» **Stated task 1**
In the passage on the Gospel salvation, between whom was the covenant entered into?

» **Text to read**
But, further, the Holy Spirit will also discover to us the fulness and excellency of the Gospel salvation. The plan of salvation is, as I have already acknowledged, understood by the veriest babe in Christ. But the excellency of it will be more and more deloped to him, till, from the obscurity of the morning dawn, he attains the fuller light of the meridian sun; according as it is written by the prophet; “Then shall we know, if we follow on to know the Lord: his goings forth are prepared as the morning [Note: Oséias 6:3.];” and as Solomon also has assured us, “The path of the just is as the shining light, which shineth more and more unto the perfect day [Note: Provérbios 4:18.].” The young Christian knows little of that covenant to which all our salvation must ultimately be traced; the covenant entered into between the Father and the Son for the redemption of our fallen race; the covenant, wherein Christ, on the one part, undertook to stand in our place and stead, and to endure, in his own person, the penalty which he had incurred; and the Father, on the other part, both gave unto him a chosen people [Note: João 17:2; João 17:6; João 17:9; João 17:11; João 17:24.], and engaged to accept them as righteous, on account of what he should do and suffer for them. “This covenant is ordered in all things, and sure:” and the blessings of it are all treasured up for us in Christ, our great head and representative [Note: Colossenses 2:9.], and are thus secured to us for ever: as it is written, “Our life is hid with Christ in God: and therefore, when Christ, who is our life, shall appear, we also shall appear with him in glory [Note: Colossenses 3:3.]. These blessings, too, are to be received from him [Note: João 1:16.] simply “through the exercise of faith, that thus they may be sure to all the seed [Note: Romanos 4:16.];” for no human being could ever have hoped to possess them, if they had been committed to any other depository, or if the attainment of them had been suspended on the strength and fidelity of man.

» **Stated task 2**
Repeat everything in the listing from its first line down to the line containing "pixel 417 247", including both of those lines, and omit the pictures.

» **Data supplied**
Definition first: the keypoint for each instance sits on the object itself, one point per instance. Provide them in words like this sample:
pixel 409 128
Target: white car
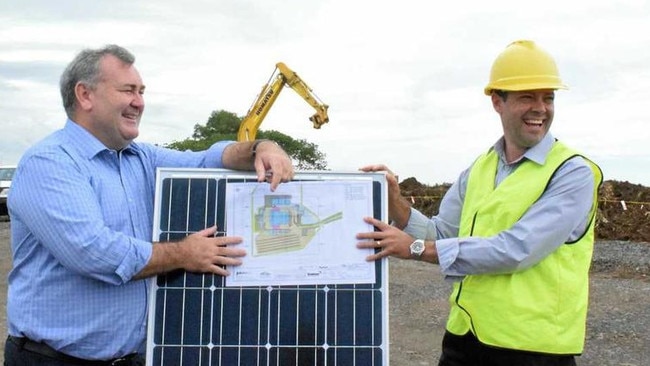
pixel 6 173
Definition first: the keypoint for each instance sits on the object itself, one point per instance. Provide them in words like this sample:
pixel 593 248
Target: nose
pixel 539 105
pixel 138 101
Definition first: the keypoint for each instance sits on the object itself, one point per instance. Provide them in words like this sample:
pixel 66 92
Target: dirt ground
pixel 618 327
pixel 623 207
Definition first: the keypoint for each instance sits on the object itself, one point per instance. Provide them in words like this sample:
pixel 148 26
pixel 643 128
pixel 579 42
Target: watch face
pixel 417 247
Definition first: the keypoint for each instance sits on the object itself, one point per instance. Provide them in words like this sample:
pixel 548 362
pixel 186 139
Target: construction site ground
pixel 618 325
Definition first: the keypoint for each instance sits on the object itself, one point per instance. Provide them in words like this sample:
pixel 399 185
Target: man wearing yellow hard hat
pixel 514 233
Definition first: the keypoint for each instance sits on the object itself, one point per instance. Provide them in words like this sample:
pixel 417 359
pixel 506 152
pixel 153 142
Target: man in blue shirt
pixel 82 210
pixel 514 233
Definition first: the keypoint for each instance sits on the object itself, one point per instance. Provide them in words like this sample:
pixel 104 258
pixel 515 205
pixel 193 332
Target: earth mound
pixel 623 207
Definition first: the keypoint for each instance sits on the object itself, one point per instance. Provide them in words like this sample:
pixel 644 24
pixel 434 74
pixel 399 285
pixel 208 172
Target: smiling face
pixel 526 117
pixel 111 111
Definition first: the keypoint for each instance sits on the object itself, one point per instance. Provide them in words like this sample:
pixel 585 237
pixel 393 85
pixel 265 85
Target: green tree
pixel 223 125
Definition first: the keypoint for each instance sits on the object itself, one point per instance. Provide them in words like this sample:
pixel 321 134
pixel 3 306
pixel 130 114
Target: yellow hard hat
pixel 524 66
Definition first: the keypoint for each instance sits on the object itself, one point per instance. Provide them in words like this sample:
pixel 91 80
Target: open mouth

» **Written answer 1**
Between the Father and the Son.

» **Written answer 2**
Definition first: the keypoint for each instance sits on the object itself, one point per instance. Provide them in words like this sample:
pixel 409 128
Target: white car
pixel 6 173
Definition first: the keypoint for each instance sits on the object itself, one point per instance. Provide them in words like this sample:
pixel 593 248
Target: nose
pixel 539 105
pixel 138 101
Definition first: the keypoint for each instance sits on the object itself, one point per instance. Provide them in words like this sample:
pixel 66 92
Target: dirt ground
pixel 618 327
pixel 623 207
Definition first: the keypoint for each instance sits on the object itself, one point per instance. Provide them in words like this sample:
pixel 148 26
pixel 643 128
pixel 579 42
Target: watch face
pixel 417 247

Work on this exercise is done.